- **SET PROBLEM**:
Rescale the listing below from the line containing "Locate white cream drizzle in the frame." through the line containing "[726,640,858,682]", writing out only those lines, the "Locate" lines included, with every bounding-box coordinate multiplied by 0.9 and rounded to a whole number, halves up. Leave the pictures out of your answer.
:: RECORDS FOR THE EXERCISE
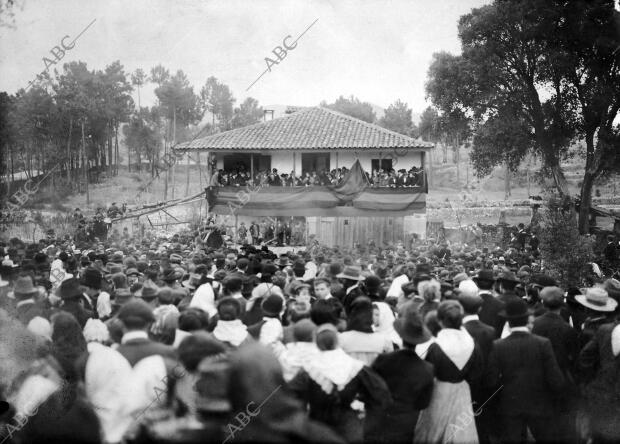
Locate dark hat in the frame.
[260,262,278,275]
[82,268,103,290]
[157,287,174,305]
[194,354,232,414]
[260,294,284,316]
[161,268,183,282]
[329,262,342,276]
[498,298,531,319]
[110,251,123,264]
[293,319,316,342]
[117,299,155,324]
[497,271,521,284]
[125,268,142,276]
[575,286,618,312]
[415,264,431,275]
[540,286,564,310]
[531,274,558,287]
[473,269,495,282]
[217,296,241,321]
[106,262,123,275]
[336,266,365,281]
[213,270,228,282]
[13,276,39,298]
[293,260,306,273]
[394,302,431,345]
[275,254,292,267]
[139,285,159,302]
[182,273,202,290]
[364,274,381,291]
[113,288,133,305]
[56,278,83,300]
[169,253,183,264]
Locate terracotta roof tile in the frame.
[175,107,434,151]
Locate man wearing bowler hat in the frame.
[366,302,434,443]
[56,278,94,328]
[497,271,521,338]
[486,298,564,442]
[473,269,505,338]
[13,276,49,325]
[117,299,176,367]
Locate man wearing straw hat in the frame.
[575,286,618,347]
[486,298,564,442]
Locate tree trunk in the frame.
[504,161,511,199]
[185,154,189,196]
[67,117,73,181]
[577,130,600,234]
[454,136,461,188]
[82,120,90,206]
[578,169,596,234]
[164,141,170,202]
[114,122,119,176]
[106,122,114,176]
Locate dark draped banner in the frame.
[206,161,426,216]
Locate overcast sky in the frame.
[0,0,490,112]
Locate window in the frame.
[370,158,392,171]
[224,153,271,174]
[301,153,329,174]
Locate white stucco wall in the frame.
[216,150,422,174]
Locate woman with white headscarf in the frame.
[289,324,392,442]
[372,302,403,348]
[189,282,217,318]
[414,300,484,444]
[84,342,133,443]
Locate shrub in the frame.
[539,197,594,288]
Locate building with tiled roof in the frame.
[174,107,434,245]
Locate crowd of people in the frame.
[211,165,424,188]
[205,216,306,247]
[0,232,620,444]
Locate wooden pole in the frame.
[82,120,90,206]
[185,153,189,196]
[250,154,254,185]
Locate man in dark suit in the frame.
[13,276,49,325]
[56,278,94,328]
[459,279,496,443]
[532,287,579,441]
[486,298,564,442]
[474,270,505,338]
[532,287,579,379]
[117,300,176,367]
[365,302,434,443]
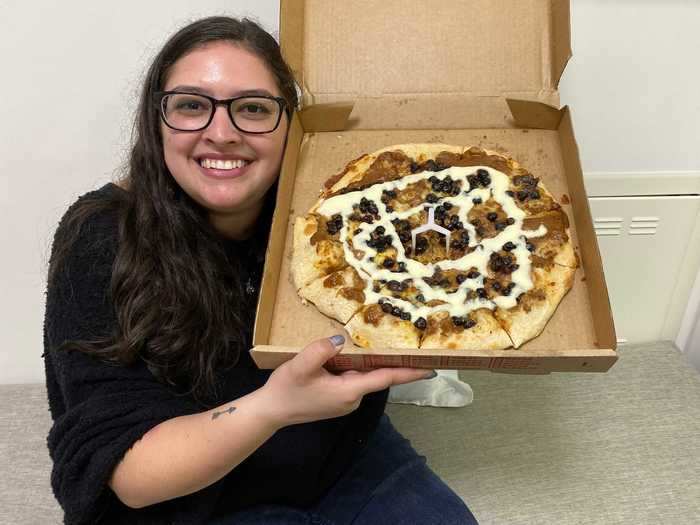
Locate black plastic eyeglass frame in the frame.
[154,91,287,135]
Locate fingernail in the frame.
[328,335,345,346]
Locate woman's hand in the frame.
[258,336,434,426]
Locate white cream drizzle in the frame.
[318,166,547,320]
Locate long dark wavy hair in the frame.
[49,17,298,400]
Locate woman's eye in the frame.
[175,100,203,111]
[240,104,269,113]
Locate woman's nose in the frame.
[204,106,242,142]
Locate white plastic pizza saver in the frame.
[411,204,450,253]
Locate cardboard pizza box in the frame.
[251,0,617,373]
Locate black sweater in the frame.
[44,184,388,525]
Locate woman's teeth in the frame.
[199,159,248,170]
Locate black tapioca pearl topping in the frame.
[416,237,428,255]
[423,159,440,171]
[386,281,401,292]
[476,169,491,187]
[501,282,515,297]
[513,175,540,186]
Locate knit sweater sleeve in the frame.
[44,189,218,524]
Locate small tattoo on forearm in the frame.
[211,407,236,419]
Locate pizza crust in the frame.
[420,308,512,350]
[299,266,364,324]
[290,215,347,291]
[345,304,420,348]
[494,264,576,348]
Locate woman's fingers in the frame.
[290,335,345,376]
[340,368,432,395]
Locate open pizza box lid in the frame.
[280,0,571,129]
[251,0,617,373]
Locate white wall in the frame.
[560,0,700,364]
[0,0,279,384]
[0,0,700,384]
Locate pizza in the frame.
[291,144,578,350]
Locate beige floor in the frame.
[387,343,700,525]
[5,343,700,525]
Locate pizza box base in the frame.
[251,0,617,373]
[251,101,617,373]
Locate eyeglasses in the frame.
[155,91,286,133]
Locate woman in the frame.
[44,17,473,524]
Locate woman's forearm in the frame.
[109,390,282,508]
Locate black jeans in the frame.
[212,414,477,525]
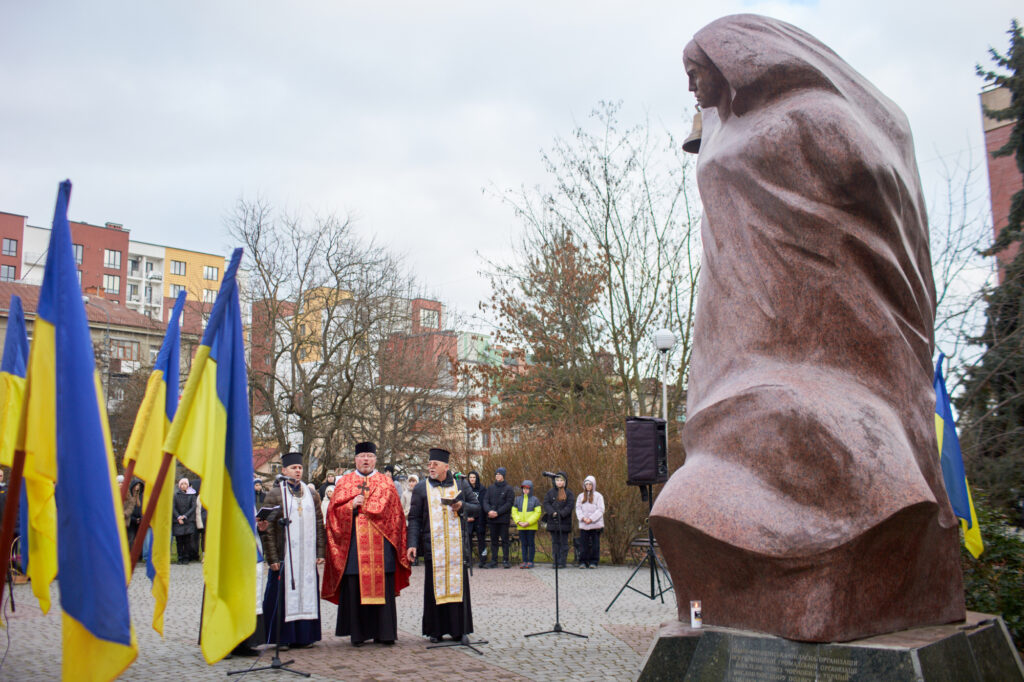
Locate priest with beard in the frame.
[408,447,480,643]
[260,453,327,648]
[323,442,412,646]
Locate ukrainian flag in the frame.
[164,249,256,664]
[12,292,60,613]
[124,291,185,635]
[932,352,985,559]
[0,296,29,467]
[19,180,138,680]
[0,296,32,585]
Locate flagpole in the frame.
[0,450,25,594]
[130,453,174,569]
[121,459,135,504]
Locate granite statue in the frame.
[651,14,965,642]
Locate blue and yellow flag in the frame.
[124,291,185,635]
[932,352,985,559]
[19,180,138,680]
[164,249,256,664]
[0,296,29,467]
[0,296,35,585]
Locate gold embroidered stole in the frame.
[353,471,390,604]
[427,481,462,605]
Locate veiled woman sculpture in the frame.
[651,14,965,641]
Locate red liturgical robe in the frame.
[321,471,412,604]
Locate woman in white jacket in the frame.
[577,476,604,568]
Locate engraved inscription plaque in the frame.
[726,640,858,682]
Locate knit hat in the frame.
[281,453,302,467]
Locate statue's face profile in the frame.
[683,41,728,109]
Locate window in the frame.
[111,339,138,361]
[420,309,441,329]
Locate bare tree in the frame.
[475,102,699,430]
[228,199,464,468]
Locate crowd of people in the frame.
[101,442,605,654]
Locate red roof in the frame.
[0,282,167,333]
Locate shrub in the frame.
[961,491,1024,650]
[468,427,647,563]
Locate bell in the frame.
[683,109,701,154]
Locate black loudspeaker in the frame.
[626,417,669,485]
::::
:: RECORDS FOR THE EXERCISE
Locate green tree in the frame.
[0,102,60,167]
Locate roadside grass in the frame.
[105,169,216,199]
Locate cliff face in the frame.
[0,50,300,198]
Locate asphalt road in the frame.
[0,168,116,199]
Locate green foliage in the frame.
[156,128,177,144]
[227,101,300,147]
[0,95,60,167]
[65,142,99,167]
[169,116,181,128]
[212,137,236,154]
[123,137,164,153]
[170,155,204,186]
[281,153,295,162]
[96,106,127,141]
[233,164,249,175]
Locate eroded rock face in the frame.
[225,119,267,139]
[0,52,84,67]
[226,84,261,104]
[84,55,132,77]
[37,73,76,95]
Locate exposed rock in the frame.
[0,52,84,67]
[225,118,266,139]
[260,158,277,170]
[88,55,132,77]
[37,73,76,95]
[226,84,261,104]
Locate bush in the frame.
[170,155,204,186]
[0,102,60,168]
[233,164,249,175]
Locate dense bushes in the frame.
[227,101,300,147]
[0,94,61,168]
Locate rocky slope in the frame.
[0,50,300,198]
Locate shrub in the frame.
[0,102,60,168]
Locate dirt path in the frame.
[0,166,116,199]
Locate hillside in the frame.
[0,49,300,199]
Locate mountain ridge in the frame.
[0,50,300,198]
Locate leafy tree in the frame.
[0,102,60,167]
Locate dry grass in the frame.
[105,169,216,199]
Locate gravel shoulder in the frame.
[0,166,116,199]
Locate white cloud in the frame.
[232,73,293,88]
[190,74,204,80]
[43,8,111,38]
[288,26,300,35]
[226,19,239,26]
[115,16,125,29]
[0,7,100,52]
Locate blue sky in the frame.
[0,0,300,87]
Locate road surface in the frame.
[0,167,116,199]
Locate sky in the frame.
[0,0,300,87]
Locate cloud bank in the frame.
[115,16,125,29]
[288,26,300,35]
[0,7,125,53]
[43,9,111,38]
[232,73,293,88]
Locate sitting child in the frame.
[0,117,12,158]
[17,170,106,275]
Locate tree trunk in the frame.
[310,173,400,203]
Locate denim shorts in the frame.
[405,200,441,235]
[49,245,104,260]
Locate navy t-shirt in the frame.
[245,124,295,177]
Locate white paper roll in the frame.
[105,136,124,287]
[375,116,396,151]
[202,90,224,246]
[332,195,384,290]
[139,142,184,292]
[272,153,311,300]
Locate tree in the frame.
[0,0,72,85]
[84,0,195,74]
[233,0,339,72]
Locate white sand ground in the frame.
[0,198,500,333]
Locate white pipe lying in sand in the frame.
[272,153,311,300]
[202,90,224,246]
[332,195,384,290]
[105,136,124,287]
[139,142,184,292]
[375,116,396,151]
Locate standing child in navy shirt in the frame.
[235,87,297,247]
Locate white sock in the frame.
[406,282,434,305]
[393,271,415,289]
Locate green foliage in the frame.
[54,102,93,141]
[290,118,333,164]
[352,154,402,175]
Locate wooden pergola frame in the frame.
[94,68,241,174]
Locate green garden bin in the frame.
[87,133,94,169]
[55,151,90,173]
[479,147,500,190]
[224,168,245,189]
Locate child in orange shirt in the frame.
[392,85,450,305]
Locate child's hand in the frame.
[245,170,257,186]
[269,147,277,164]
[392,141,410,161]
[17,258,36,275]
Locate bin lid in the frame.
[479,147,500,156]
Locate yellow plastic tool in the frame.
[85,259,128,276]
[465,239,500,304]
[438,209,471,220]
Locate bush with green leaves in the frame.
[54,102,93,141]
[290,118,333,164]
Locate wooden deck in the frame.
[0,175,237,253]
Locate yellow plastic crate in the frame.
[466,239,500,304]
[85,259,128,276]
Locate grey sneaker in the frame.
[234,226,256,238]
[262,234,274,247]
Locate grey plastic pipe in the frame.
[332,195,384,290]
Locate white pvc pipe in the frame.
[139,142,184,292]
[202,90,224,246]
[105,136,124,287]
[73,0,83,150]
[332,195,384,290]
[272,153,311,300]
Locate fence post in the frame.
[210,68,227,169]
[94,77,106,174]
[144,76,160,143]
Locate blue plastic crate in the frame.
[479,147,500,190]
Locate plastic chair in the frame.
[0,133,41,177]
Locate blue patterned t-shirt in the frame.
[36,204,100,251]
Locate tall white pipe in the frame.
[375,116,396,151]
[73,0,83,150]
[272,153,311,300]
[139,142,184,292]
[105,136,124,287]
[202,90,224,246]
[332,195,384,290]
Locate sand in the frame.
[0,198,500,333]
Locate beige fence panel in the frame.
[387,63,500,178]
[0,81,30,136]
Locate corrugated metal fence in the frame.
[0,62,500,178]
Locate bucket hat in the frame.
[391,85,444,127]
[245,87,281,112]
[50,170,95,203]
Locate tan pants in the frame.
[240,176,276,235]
::::
- **SOLUTION TO THE PROBLEM**:
Locate white cream drizzle in the frame.
[286,149,492,288]
Locate long dark wavy hair in the frame.
[44,15,268,360]
Locate woman's eye in the frame.
[158,90,183,100]
[216,94,242,102]
Locate woman's nose in the frame.
[184,95,218,128]
Locate white plastic pizza saver in the frame.
[370,184,405,228]
Locate cardboard pizza box in the frame.
[226,0,555,336]
Locate black sweater in the frame.
[40,166,349,473]
Locate woman's teeth in the frame.
[179,143,223,153]
Locate black tapioca pearl topping in the frame.
[374,213,385,230]
[381,143,396,154]
[347,253,361,263]
[428,152,442,168]
[451,254,464,267]
[462,158,486,167]
Locate knit sweater sleeve in the frame.
[40,170,196,472]
Locate small tattoo on forearm in the frame.
[190,366,212,377]
Locate pizza crust in the frame.
[378,277,461,315]
[269,239,328,292]
[261,194,312,262]
[311,274,378,313]
[445,238,518,313]
Locate woman's fingers in the frame.
[261,302,311,338]
[306,331,389,356]
Locate open pizza box lid in the frame.
[252,0,514,116]
[226,0,555,336]
Locate white wall in the frame.
[504,0,630,328]
[0,0,251,346]
[0,0,630,346]
Locate pizza in the frame.
[262,130,520,315]
Locate beige floor in the frame.
[348,309,630,473]
[5,309,630,473]
Locate pizza box base in the frame.
[226,0,555,336]
[226,91,555,336]
Locate eyeglasses in the frame.
[140,82,257,120]
Locate woman in the frame.
[40,15,426,472]
Locate woman's forearm in the frame.
[98,351,254,457]
Locate black jeans in the frame.
[191,373,429,473]
Locate priest with beard in the frame.
[367,402,432,579]
[234,408,294,583]
[291,398,371,581]
Locate ukrainian flag in the frame.
[148,224,230,598]
[11,263,54,552]
[112,262,167,572]
[839,317,887,503]
[0,266,26,420]
[17,162,124,612]
[0,266,29,527]
Locate flagpole in the frame.
[0,405,23,535]
[117,408,157,512]
[109,413,122,454]
Locate granite statue in the frame.
[586,13,869,578]
Locate blue and yellow flag in the frame.
[112,262,167,572]
[839,317,887,503]
[17,162,124,612]
[148,224,230,598]
[0,266,26,420]
[0,266,32,527]
Locate gold embroidered stole in the frame.
[318,424,351,544]
[384,433,416,545]
Locate veiled woman sculpture in the frame.
[586,13,869,577]
Locate red liturgical robe in the frame.
[289,424,371,544]
Locate woman in white jacket in the frame.
[519,428,544,511]
Locate engraved inscription plaque in the frame.
[653,576,772,614]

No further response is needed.